## Given records
--------------------------------

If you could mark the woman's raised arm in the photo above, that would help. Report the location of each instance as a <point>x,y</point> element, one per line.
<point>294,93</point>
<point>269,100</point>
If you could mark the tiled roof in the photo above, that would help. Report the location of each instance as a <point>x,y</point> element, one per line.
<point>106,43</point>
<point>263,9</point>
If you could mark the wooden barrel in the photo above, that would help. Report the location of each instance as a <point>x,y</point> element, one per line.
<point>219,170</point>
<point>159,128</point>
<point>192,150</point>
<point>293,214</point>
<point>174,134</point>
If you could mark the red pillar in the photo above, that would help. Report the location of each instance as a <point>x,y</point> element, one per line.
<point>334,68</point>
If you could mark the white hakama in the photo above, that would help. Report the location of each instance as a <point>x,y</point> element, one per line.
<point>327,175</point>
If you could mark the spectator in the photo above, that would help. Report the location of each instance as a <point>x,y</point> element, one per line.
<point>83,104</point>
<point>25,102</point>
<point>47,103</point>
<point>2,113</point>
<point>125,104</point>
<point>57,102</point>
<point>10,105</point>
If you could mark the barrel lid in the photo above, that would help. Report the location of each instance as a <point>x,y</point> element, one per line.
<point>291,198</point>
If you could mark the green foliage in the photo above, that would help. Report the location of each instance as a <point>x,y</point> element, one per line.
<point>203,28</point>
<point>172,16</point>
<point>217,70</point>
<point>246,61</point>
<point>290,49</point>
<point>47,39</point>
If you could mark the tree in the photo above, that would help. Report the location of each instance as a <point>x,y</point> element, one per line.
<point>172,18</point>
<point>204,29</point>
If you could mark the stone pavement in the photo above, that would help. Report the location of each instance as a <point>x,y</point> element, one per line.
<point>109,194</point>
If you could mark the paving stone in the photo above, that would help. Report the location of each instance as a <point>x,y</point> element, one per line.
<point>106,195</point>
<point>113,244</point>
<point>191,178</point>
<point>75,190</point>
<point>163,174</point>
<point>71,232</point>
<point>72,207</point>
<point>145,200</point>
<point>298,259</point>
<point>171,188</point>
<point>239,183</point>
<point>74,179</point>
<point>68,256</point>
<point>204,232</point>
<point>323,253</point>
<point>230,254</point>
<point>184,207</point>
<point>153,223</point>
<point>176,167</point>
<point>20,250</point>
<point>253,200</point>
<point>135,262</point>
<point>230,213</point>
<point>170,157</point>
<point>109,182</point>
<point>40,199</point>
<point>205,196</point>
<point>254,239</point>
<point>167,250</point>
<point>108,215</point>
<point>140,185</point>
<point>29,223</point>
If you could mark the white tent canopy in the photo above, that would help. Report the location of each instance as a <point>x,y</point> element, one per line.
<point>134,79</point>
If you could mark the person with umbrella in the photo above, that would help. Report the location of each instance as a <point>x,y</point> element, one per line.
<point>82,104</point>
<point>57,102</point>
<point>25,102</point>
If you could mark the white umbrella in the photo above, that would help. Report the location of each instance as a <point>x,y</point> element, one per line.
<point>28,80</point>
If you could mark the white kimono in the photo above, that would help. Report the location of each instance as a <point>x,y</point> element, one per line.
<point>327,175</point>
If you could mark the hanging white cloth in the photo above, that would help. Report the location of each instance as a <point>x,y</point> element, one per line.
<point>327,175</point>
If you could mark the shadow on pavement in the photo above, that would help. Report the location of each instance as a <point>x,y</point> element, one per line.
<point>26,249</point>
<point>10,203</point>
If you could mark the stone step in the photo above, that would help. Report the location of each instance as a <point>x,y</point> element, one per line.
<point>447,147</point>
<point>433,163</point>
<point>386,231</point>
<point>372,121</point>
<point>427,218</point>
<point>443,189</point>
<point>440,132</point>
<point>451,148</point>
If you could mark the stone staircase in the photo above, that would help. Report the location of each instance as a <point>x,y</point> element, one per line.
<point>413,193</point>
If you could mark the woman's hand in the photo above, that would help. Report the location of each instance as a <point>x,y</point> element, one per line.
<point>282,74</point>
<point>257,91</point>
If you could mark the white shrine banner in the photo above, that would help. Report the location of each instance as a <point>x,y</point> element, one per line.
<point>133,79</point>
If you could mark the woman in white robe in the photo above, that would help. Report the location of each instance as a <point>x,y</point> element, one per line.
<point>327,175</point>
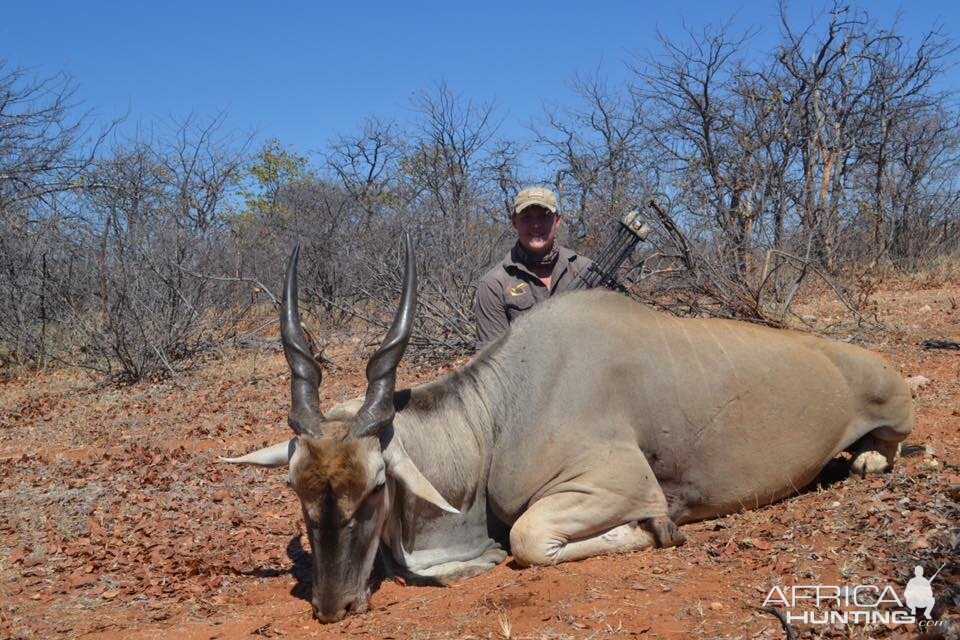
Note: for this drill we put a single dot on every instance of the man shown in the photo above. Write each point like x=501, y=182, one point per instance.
x=535, y=269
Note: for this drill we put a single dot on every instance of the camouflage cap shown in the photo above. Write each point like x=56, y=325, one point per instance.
x=535, y=196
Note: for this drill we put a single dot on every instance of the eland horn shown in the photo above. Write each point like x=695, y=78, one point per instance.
x=305, y=374
x=378, y=410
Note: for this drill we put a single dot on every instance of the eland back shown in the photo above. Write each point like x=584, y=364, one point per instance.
x=595, y=425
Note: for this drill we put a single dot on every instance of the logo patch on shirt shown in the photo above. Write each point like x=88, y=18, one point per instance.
x=517, y=291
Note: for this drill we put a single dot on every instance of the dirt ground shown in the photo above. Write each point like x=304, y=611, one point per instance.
x=118, y=521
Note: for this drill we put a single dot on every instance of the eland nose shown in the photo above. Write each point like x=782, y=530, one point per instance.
x=326, y=614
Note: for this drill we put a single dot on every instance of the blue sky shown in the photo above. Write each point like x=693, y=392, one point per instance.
x=305, y=72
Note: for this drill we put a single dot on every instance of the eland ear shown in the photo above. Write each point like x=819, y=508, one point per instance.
x=405, y=471
x=277, y=455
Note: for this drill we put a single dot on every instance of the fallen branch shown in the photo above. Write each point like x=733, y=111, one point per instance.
x=940, y=344
x=791, y=634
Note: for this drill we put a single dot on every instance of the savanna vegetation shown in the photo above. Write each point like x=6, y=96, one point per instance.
x=826, y=161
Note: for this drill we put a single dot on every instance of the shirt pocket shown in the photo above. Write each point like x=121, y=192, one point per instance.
x=518, y=303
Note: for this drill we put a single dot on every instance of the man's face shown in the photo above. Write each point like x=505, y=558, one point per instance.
x=536, y=229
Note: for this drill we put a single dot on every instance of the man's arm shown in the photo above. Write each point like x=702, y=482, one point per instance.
x=490, y=314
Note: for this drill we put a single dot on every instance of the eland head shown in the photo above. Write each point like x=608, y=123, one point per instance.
x=344, y=468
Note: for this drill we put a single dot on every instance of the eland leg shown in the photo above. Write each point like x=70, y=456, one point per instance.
x=876, y=452
x=618, y=508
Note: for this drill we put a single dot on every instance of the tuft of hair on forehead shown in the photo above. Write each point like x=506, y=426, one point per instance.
x=340, y=465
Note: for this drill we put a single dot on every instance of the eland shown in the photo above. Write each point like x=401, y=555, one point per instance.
x=595, y=425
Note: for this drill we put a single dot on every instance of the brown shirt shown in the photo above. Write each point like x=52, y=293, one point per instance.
x=511, y=289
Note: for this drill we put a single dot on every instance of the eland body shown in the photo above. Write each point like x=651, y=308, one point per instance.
x=596, y=425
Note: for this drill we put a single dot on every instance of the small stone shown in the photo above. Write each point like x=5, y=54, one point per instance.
x=916, y=383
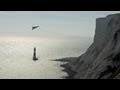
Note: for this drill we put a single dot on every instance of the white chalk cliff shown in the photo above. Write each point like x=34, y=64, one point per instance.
x=102, y=58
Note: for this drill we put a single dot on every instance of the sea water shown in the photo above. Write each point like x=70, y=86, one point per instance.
x=16, y=55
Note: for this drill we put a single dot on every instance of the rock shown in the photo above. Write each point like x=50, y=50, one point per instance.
x=102, y=58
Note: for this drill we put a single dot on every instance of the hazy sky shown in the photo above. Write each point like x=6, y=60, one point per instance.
x=52, y=23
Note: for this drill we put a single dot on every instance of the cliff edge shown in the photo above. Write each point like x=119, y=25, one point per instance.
x=102, y=58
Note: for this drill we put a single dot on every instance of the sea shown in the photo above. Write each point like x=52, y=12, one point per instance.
x=16, y=55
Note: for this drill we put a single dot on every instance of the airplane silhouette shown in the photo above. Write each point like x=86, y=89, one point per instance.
x=34, y=27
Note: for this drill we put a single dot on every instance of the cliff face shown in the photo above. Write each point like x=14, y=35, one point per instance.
x=102, y=58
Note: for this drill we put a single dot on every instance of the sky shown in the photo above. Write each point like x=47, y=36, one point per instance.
x=52, y=23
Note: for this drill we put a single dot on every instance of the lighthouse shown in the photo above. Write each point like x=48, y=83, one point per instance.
x=34, y=55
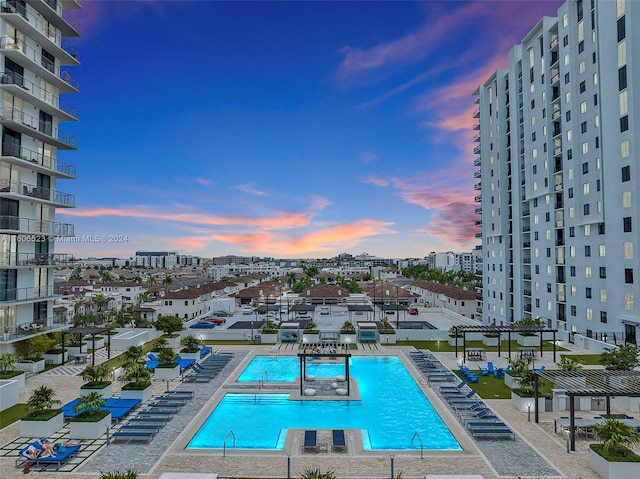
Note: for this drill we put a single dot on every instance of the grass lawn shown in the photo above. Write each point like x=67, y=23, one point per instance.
x=12, y=414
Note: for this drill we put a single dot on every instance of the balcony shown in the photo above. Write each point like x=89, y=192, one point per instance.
x=52, y=11
x=16, y=295
x=37, y=161
x=22, y=122
x=29, y=21
x=20, y=225
x=33, y=259
x=46, y=195
x=42, y=66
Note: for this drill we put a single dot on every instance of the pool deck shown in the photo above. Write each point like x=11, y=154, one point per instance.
x=537, y=451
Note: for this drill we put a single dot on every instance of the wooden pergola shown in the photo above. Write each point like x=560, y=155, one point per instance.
x=588, y=382
x=93, y=332
x=535, y=329
x=337, y=350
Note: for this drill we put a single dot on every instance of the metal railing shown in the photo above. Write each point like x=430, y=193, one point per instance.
x=39, y=192
x=29, y=225
x=38, y=158
x=46, y=128
x=34, y=89
x=14, y=295
x=36, y=56
x=32, y=259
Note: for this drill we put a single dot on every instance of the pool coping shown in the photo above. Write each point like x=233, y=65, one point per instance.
x=292, y=442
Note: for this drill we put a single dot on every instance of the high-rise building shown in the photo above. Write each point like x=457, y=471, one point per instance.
x=559, y=179
x=34, y=77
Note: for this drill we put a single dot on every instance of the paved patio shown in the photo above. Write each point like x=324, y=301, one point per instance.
x=538, y=451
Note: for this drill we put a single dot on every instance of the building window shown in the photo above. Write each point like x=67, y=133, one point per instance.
x=624, y=123
x=626, y=173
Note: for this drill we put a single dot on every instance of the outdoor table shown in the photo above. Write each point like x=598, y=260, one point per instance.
x=475, y=353
x=528, y=352
x=81, y=358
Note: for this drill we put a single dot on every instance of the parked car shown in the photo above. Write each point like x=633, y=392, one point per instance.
x=202, y=325
x=216, y=321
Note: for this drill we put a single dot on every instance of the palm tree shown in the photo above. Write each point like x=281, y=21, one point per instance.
x=616, y=436
x=8, y=362
x=42, y=399
x=90, y=403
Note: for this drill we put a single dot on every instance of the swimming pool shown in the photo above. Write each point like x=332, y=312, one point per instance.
x=392, y=408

--------------------------------

## Goal of the exercise
Copy the part of the records that opens with the line containing "y=50, one point per instance." and closes with the line containing "x=537, y=451", both lines included, keeping each line word for word. Leave the pictures out.

## Exercise answer
Note: for this drill we put a single dot on every instance of the rock shown in the photo above. Write each point like x=50, y=50, one point per instance.
x=102, y=58
Note: for this drill we put a single dot on every instance of the hazy sky shown in the photo above. Write each point like x=6, y=60, one point per instance.
x=52, y=23
Note: for this drill we put a single dot on every instance of the cliff edge shown in the photo above. Write each point like x=119, y=25, one point per instance.
x=102, y=58
Note: for this drill we put a single dot on every instance of the sea shown in the photo above. Write each point like x=52, y=12, one point per instance.
x=16, y=55
Note: for this drill we put a single dot on every instance of the airplane silhouette shown in the photo above. Write each point like x=86, y=89, one point per instance.
x=34, y=27
Note: for this drill we put a single dot on every instance of the cliff face shown in the photo above. Write each point like x=14, y=35, one point per instance.
x=102, y=58
Note: for this drill we put a single dot on every instance of the sky shown in the photo above. Write each point like x=47, y=36, one point per instance.
x=52, y=23
Note: for this drill we put a single dot on every instance of the lighthouse shown in the photo above. Write each point like x=48, y=83, one point per instance.
x=34, y=55
Note: for this drill we put a single dot on every instance of the grass lawn shown in the photo above. Write each point like x=67, y=23, one point per instance.
x=12, y=414
Note: for this drill we put a single dot on every instance of the balcony shown in the photo above. Write each point like x=89, y=192, one point per instance.
x=52, y=11
x=16, y=295
x=37, y=161
x=22, y=122
x=29, y=21
x=20, y=225
x=33, y=259
x=46, y=195
x=42, y=66
Note: for this drill we put a single dot on every instance of the pool deck shown in the photo above. Write each point like x=11, y=154, one point per instance.
x=537, y=451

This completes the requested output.